**CONSIGNE 1**
Selon l'extrait choisi, qui a aidé Noro après sa sortie de l'hôpital ?
**CONSIGNE 2**
Recopiez le passage de l'extrait choisi qui va de « La rencontre de » à « de cette amitié ? », ces deux bornes comprises.
-------- EXTRAIT CHOISI --------
M. Noro : Une semaine après ce récit, j’ai quitté l’hôpital. Le médecin a dit que c’était « suicidaire  » ! Mais, il le fallait. Et j’ai pensé à mon ami. Il est venu et je l’ai salué : « comment ça va ? ». Et qui a aidé Noro ? C’était Asaï ! S’il n’avait pas été là, aujourd’hui je ne serais pas là !

 

   La rencontre de Graf Dürckheim en 1969

B. S. : En 1969, vous avez rencontré Graf Dürckheim, et vous avez souvent parlé d’une amitié profonde, quelle était la base de cette amitié ?
-------- DONNÉES FOURNIES --------
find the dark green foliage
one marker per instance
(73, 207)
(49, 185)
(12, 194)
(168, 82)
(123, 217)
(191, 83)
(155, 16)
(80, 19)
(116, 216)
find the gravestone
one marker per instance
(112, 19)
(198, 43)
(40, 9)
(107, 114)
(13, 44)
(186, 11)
--------
-------- DONNÉES FOURNIES --------
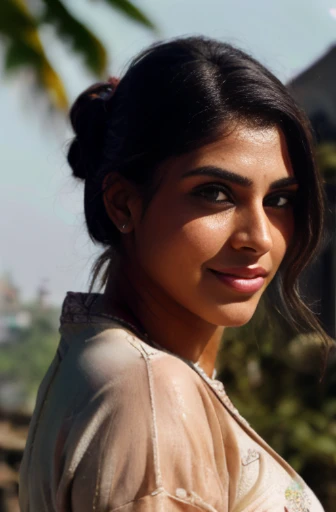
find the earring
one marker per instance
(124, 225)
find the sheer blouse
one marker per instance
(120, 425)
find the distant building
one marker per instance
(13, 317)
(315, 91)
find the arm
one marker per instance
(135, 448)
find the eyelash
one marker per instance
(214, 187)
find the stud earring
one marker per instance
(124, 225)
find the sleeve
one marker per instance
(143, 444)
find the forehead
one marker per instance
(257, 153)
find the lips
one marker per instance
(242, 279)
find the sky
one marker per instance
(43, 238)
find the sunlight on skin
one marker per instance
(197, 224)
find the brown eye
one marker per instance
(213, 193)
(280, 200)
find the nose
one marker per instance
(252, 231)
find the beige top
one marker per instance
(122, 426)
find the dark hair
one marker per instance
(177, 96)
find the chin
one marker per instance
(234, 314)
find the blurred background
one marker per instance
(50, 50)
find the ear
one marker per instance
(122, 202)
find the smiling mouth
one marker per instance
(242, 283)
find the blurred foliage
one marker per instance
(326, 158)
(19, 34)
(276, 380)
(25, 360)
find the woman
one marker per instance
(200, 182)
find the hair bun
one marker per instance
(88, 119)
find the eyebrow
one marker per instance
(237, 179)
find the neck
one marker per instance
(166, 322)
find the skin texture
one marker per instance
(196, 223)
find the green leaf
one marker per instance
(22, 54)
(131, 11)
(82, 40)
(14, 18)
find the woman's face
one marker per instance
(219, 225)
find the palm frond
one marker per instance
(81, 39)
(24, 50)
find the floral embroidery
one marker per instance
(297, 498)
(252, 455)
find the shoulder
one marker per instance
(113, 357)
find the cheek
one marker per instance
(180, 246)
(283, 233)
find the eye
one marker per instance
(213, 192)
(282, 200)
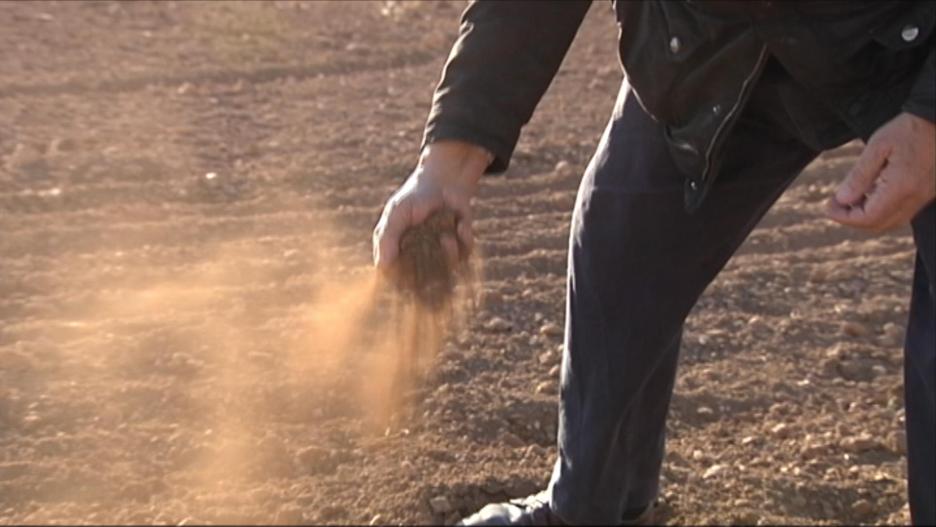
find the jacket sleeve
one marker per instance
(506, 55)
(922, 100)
--------
-------- DONNÉES FOURNIES --------
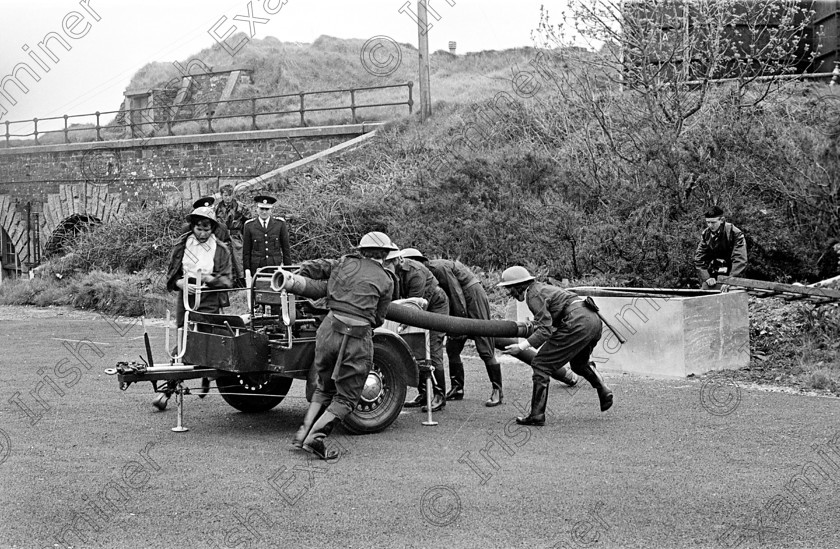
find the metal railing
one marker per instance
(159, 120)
--------
**CORRIGÉ 1**
C'est Asaï qui a aidé Noro.

**CORRIGÉ 2**
La rencontre de Graf Dürckheim en 1969

B. S. : En 1969, vous avez rencontré Graf Dürckheim, et vous avez souvent parlé d’une amitié profonde, quelle était la base de cette amitié ?